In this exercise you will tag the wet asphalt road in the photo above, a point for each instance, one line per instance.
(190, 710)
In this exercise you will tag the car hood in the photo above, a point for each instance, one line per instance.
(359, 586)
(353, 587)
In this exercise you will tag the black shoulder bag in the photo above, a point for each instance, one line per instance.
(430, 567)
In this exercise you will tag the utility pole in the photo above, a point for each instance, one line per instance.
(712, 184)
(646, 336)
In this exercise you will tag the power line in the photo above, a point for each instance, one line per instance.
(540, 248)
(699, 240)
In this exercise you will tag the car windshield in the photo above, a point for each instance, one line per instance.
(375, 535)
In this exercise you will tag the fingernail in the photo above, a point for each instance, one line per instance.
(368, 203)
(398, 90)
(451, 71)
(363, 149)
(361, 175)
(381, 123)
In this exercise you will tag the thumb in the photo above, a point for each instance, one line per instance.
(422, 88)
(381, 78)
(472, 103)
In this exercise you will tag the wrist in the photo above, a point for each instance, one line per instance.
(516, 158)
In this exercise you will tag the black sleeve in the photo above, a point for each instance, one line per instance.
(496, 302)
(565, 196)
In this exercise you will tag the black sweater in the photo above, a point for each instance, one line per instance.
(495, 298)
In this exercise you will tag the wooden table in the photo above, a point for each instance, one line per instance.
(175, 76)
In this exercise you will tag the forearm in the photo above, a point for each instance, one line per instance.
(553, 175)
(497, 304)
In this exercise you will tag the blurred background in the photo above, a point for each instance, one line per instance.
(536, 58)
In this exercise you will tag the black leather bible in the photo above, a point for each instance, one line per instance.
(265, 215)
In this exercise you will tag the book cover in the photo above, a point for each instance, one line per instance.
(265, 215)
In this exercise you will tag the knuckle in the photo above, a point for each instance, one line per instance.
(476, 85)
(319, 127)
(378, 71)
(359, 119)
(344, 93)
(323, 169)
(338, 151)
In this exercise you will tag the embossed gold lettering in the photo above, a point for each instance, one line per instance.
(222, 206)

※

## The problem
Transcribe the material above. Change nothing in it.

## Result
In this exercise you will tag the wet asphalt road in the photo above, a point for each instance, one line per instance.
(190, 710)
In this exercise you will tag the car hood in the photo above, a point for each instance, one line per instance.
(359, 586)
(353, 587)
In this exercise you will tag the black shoulder bag in the photo above, a point for each instance, one line per instance.
(430, 567)
In this exercise you will tag the utility pole in the photo above, a point for each instance, one line per instance.
(712, 184)
(646, 336)
In this exercise you will tag the power line in the photo above, a point for each instance, one line per instance.
(540, 248)
(699, 240)
In this exercise you will tag the car windshield in the photo above, a point for each instance, one line per instance.
(375, 535)
In this exercise you will tag the fingernail in the photo above, a point for each instance, one line per instance.
(368, 203)
(398, 90)
(451, 71)
(363, 149)
(361, 175)
(381, 123)
In this exercise you will tag the thumb in the photo above, a point for each instance, one line per instance.
(422, 88)
(381, 78)
(472, 103)
In this exercise you will tag the wrist in the photo above, a point for each instance, one line per instance.
(516, 158)
In this exercise you will tag the black sleeve in the photo above, a point for each instance, one line per instance.
(496, 302)
(565, 196)
In this exercise you will tag the black sweater in the photo above, a point for each instance, one line per instance.
(495, 298)
In this exercise you will tag the wooden table in the photo above, a point for each instance, one line per instance.
(175, 76)
In this exercise you will tag the forearm in the photo above, a point for each instance, one line per instance.
(553, 175)
(497, 304)
In this exercise you will tag the blurred background in the photo above, a point for each instance, one line per instance.
(536, 58)
In this exercise you will tag the black leather bible in the photo above, a point for each instance, one line per instance.
(265, 215)
In this exercise you will tag the book cover in the photo above, a point for each instance, one line per instance.
(265, 215)
In this exercise you will tag the knuckle in the photo above, a point for each instance, one line per instance.
(476, 85)
(319, 127)
(378, 71)
(359, 119)
(344, 93)
(323, 169)
(338, 151)
In this exercise you will tag the embossed gold lettering in the photo above, a point for each instance, one line per instance.
(222, 206)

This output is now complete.